:: RECORDS TO USE

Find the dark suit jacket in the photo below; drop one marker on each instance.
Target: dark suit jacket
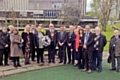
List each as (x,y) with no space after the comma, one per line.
(90,43)
(36,39)
(70,38)
(4,39)
(74,41)
(55,36)
(102,42)
(64,37)
(32,41)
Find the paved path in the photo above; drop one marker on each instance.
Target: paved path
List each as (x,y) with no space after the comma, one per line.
(10,70)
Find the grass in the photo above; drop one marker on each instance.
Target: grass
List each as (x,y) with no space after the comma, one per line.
(109,33)
(67,72)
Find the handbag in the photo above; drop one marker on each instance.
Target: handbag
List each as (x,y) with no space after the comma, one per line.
(20,45)
(109,59)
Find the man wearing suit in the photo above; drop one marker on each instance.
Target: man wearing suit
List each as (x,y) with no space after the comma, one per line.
(34,31)
(99,44)
(62,38)
(70,36)
(88,47)
(52,34)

::::

→ WRITTEN TASK
Please extract the lines above and repeat them exactly, with the picture left out of your answer.

→ COMPLETE RESPONSE
Find the dark suit jacket in the photo below; drop one marker on each instance.
Target: dark suit jacket
List each as (x,y) with no space after the comma, one per line.
(90,43)
(36,39)
(70,38)
(4,39)
(74,41)
(55,36)
(102,42)
(64,37)
(32,41)
Find the paved path in the photo above; drop one marker on each instance.
Target: paved path
List each as (x,y) with no space after the comma, one per line.
(10,70)
Find the grass in the photo above; drop one marker on each instance.
Target: grass
List each as (x,y) with no space after the comma, one per line.
(109,33)
(67,72)
Find the handbag in the photo above; drop one marker on each instance.
Target: handbag
List each as (x,y) with no space after the comma, one per line.
(20,45)
(109,59)
Find the man wearing suit in the photo above; drop one marker on each instance.
Target: man wearing suit
List each as (x,y) with no space after the comma, one per line.
(34,31)
(99,44)
(62,38)
(70,36)
(88,47)
(52,34)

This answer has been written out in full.